**Task goal:** Return each line of the entries below that contains the word "sunglasses"; letter case counts.

**Data listing:**
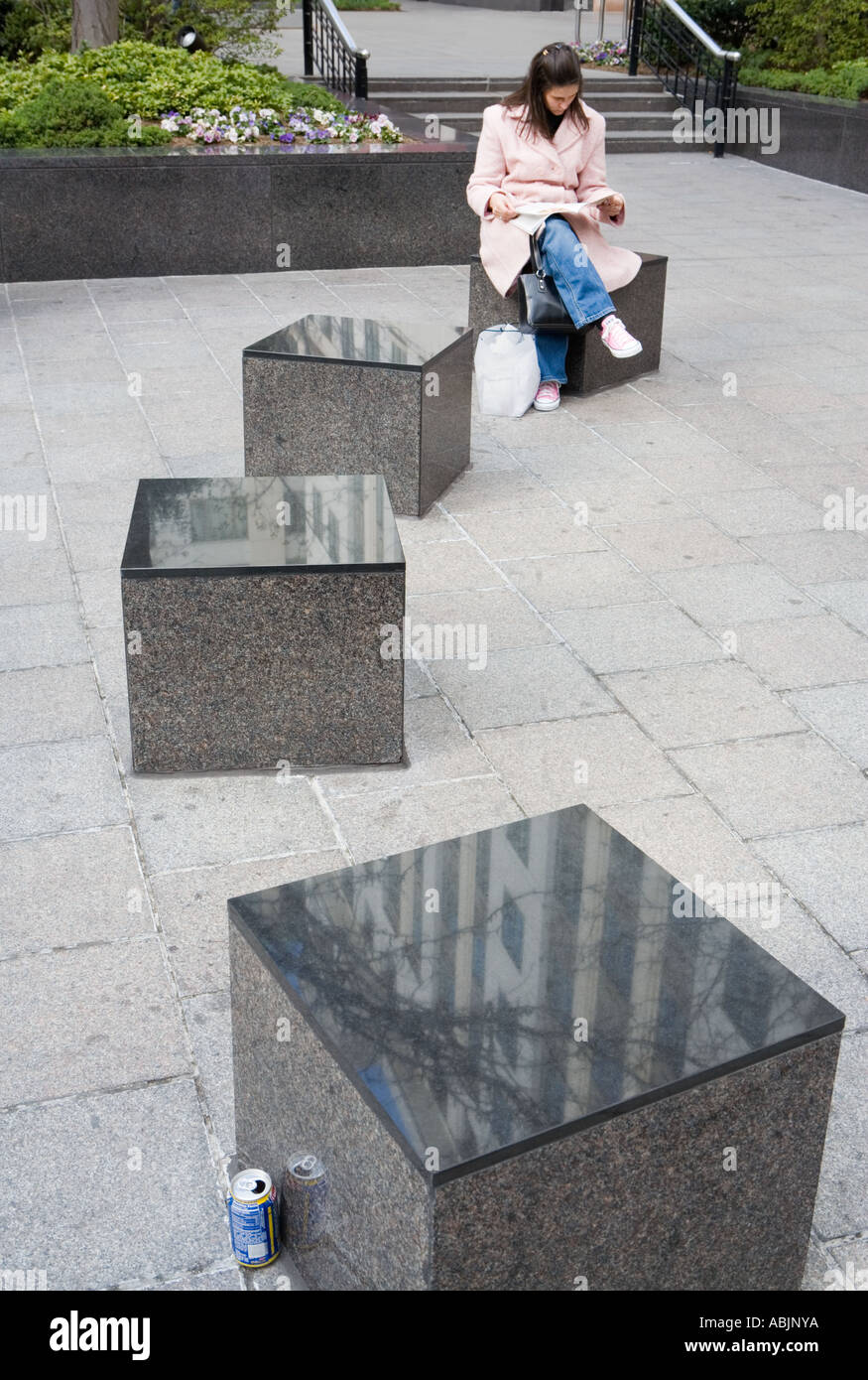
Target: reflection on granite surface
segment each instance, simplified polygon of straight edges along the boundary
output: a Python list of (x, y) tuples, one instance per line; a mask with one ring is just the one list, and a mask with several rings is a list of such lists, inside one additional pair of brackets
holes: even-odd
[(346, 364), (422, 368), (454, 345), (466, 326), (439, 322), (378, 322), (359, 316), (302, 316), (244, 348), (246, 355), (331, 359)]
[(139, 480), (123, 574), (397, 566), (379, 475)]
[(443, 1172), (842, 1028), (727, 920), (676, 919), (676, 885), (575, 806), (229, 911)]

---

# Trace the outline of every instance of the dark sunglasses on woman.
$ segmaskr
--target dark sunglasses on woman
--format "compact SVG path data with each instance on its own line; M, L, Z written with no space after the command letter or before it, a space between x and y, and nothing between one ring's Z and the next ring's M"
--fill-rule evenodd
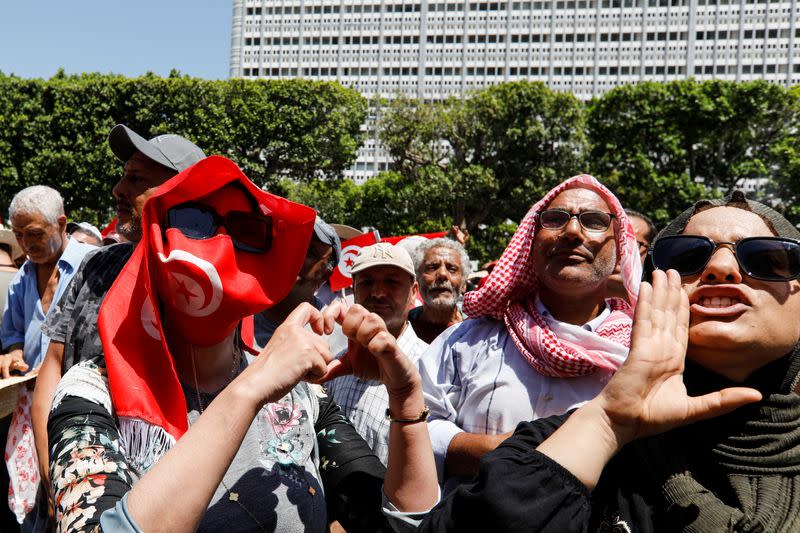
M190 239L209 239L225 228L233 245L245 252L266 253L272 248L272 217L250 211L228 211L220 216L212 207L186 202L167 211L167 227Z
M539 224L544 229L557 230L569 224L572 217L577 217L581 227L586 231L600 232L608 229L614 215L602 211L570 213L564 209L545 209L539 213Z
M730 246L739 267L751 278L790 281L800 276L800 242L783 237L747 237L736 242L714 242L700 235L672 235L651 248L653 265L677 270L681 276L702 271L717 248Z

...

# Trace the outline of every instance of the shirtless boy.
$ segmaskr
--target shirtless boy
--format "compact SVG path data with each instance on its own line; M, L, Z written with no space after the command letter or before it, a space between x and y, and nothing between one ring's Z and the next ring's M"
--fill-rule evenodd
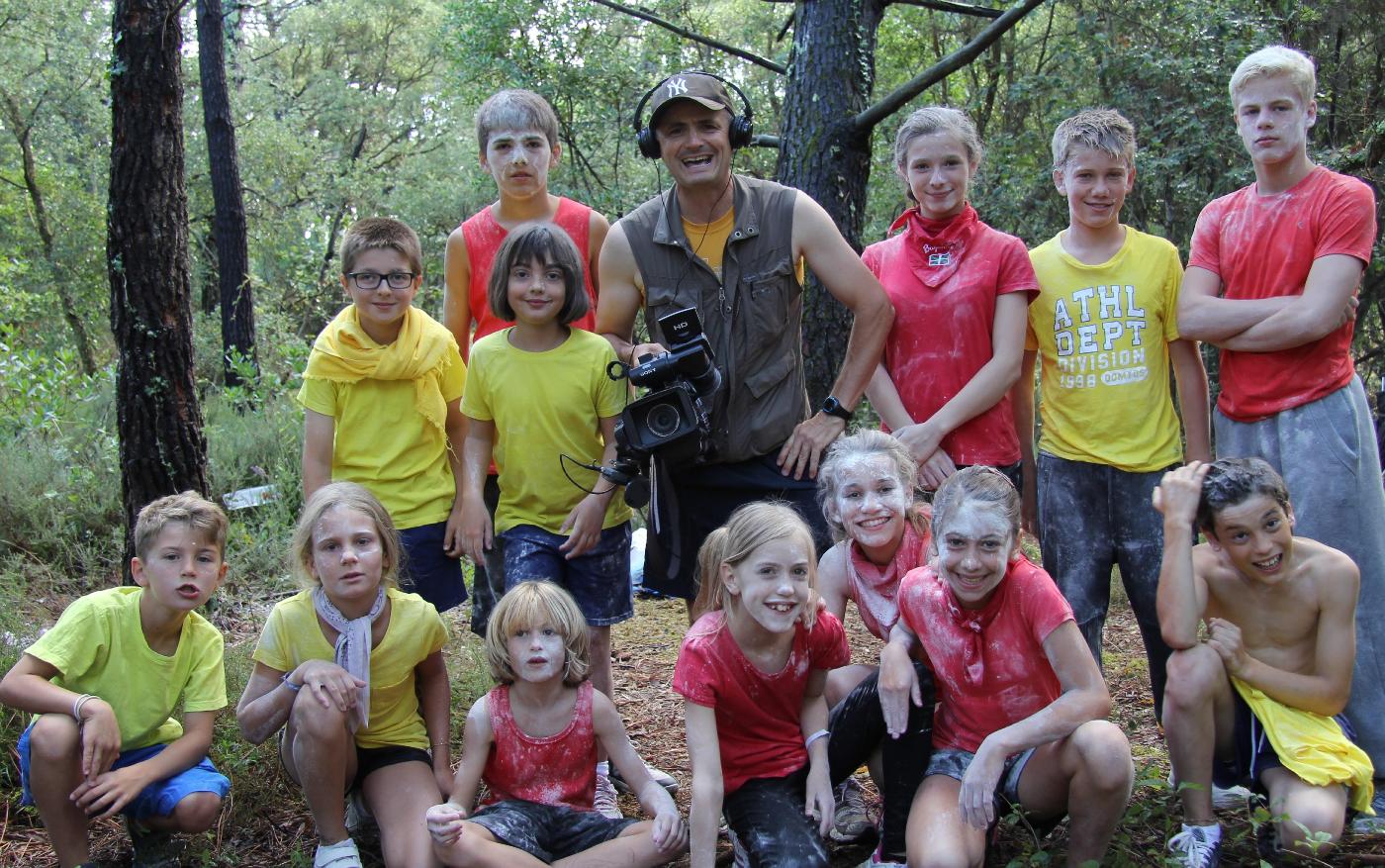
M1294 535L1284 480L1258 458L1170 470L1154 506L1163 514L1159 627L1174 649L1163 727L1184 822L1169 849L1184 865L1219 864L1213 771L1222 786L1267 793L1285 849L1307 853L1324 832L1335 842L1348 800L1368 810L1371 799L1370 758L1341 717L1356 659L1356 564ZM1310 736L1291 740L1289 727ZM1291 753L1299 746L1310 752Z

**Result:**
# Trace the outline of every instance of the dark sunglasses on woman.
--target dark sunglasses on woman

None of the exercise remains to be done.